**Task prompt**
Could you give the data below again, exactly and completely?
:: Information shown ::
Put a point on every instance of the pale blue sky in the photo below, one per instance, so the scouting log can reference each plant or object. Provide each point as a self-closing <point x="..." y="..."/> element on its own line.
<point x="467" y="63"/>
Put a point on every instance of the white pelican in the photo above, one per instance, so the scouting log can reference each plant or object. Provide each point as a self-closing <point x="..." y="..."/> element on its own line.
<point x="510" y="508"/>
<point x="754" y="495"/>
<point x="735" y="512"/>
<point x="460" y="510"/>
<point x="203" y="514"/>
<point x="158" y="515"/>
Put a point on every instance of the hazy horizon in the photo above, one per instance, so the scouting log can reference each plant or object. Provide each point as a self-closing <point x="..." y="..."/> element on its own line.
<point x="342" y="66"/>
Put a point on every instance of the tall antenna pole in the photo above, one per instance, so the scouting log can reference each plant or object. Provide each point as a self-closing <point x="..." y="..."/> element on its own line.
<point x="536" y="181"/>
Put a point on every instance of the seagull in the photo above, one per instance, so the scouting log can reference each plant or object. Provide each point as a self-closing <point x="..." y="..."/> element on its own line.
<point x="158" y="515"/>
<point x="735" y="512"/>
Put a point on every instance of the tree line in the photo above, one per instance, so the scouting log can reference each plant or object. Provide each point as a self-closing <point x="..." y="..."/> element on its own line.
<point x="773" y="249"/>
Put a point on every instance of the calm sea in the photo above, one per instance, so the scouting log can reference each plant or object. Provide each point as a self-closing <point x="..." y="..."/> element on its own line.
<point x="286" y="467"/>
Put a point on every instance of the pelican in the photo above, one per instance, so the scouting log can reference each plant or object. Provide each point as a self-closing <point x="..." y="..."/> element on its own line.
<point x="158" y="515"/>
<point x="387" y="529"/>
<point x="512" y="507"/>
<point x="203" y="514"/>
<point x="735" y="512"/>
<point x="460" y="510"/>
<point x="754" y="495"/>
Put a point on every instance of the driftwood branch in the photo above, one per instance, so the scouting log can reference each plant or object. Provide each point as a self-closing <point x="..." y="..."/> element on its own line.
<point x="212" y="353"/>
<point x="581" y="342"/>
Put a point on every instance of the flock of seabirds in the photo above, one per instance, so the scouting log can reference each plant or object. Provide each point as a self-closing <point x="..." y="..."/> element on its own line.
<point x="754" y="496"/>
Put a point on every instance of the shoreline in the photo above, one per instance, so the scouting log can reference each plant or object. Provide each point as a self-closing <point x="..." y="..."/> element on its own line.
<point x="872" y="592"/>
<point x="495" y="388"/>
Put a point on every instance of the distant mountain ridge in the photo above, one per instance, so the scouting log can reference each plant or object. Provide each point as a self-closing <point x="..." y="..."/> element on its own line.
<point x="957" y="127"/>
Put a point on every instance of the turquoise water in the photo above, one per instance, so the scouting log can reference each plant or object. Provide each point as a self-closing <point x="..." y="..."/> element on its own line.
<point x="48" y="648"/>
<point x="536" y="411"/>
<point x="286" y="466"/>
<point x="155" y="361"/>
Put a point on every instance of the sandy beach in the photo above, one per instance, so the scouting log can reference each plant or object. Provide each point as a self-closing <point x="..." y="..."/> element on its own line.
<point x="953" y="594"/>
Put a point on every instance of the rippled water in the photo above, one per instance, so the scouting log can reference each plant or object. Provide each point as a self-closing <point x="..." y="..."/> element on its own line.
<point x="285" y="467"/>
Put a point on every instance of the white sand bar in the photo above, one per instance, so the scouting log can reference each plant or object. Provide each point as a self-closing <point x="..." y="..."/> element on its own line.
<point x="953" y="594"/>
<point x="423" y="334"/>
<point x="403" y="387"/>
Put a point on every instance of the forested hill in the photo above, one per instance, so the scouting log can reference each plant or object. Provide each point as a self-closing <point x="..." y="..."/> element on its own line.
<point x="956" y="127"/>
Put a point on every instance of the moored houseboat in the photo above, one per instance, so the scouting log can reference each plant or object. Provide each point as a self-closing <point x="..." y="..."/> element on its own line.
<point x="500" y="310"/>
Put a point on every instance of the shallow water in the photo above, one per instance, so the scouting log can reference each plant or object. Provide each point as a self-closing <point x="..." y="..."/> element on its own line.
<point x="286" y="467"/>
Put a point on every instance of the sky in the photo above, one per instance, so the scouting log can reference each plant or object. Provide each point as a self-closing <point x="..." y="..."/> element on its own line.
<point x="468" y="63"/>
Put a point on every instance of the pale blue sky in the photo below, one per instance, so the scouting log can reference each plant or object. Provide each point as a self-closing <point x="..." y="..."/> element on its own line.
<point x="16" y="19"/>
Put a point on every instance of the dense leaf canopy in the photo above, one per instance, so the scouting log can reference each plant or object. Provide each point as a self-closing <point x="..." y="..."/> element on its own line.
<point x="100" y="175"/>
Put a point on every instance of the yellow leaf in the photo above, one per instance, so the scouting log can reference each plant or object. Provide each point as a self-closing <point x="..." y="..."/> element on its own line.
:::
**Task output**
Put a point on every instance of the pale blue sky in the photo below, one per instance, so the scouting log can reference each plant or object. Provide each point as a self-closing <point x="..." y="..."/> element on its own line.
<point x="467" y="63"/>
Put a point on every instance of the white pelican in the photo above, one per instance, so the scouting log can reference each plant or object. Provide each point as a self-closing <point x="..." y="..."/> element on its own line.
<point x="510" y="508"/>
<point x="754" y="495"/>
<point x="735" y="512"/>
<point x="460" y="510"/>
<point x="203" y="514"/>
<point x="158" y="515"/>
Put a point on every instance of the hazy horizon in the photo above, one per instance, so the scouting log can reference each plant or object. Provide each point as a self-closing <point x="..." y="..."/> element on its own line.
<point x="342" y="66"/>
Put a point on every instance of the tall antenna pole in the photo above, one per instance, so the scouting log can reference each plant or object. Provide each point as a self-closing <point x="..." y="..."/> element on its own line.
<point x="536" y="181"/>
Put a point on every instance of the seagull in the photo above, one per instance, so the scouting log can reference each plant or object. Provide each point as a self-closing <point x="..." y="..."/> element on its own line.
<point x="158" y="515"/>
<point x="735" y="512"/>
Put a point on every instance of the tree line in the photo above, one per instance, so the scouting log can reference each plant or object. Provide each point as a self-closing <point x="..." y="..."/> element on its own line.
<point x="773" y="249"/>
Put a point on every instance of the calm sea in the photo above, one per instance, so the scouting log can reference each plant or object. Provide each point as a self-closing <point x="..." y="..."/> element on its own line.
<point x="286" y="467"/>
Put a point on every instance of the pelican in the photo above, one per instance, so the scouting log can reference each plant or object. Provide each point as a self-closing <point x="..." y="..."/> element on its own line.
<point x="158" y="515"/>
<point x="387" y="529"/>
<point x="512" y="507"/>
<point x="203" y="514"/>
<point x="735" y="512"/>
<point x="460" y="510"/>
<point x="754" y="495"/>
Put a point on every instance of the driftwood branch in the photo above, one per instance, so the scouting log can reference each plant or object. Provide each point as a self-closing <point x="..." y="..."/> element on its own line.
<point x="212" y="353"/>
<point x="581" y="342"/>
Put a point on every instance of the flock of seabirds in the photo above, one per instance, so the scouting log can reference each plant or object. Provide each point as a self-closing <point x="..." y="..."/> element on its own line.
<point x="754" y="496"/>
Put a point on every instance of the shoreline in the photo above, one per instance, so the scouting log can reference each plant or object. Provide each point as a self-closing <point x="..." y="..."/> element on its own line.
<point x="872" y="592"/>
<point x="495" y="388"/>
Put a point on every instance of the distant mountain ridge in the photo above, one per instance, so the scouting log can reference each plant or object. Provide each point as a self-closing <point x="..." y="..."/> element on its own line.
<point x="957" y="127"/>
Put a point on every instance of the turquoise water in the photo above, one per instance, so the scouting log can reference each plant or object. Provide each point as a self-closing <point x="..." y="..."/> element on its own line.
<point x="48" y="648"/>
<point x="536" y="411"/>
<point x="286" y="466"/>
<point x="155" y="361"/>
Put a point on every instance of the sandy beach in the photo above, one per instance, so the scouting log can reference each plant or object. Provide each point as a self-closing <point x="..." y="..."/> element on its own line.
<point x="953" y="594"/>
Put a point on every instance of the rippled water in the photo above, one per instance, so the scouting log can reference each plant or object. Provide each point as a self-closing <point x="..." y="..."/> element on its own line.
<point x="285" y="467"/>
Put a point on every instance of the white sand bar in the photo above, one per instance, so the scouting log can reference each plant or object. Provide each point as a self-closing <point x="..." y="..."/> element on its own line.
<point x="953" y="594"/>
<point x="423" y="334"/>
<point x="403" y="387"/>
Put a point on every instance of the forested hill in the photo above, one per instance, so the scouting log can reference each plant or object. Provide each point as a self-closing <point x="..." y="..."/> element on its own line.
<point x="956" y="127"/>
Put a point on every instance of the moored houseboat in the photo above, one per instance, so the scouting log can reference each plant or object. Provide each point as a self-closing <point x="..." y="..."/> element on its own line.
<point x="500" y="310"/>
Put a point on every instance of the shallow water in the photo above, one per instance, so the scouting log can reference each plant or object. Provide each point as a self-closing <point x="..." y="..."/> element on its own line.
<point x="286" y="467"/>
Put a point on every instance of the sky in the photo above, one per instance, so the scouting log can reference each plant or object. Provide each point as a self-closing <point x="..." y="..."/> element on its own line.
<point x="468" y="63"/>
Put a point on every instance of the pale blue sky in the photo below, one per instance, so the scouting log can reference each plant or object. Provide each point as a self-closing <point x="..." y="..."/> element on its own line.
<point x="16" y="19"/>
Put a point on every instance of the dense leaf canopy in the photo above, one per instance, so the scouting log can reference each plant or object. Provide each point as a self-closing <point x="..." y="..."/> element on its own line.
<point x="100" y="175"/>
Put a point on every instance of the yellow leaf in the photo above, one per instance, so the scouting log can reference each plant or object. Provide each point as a self-closing <point x="..." y="..."/> element on its own line.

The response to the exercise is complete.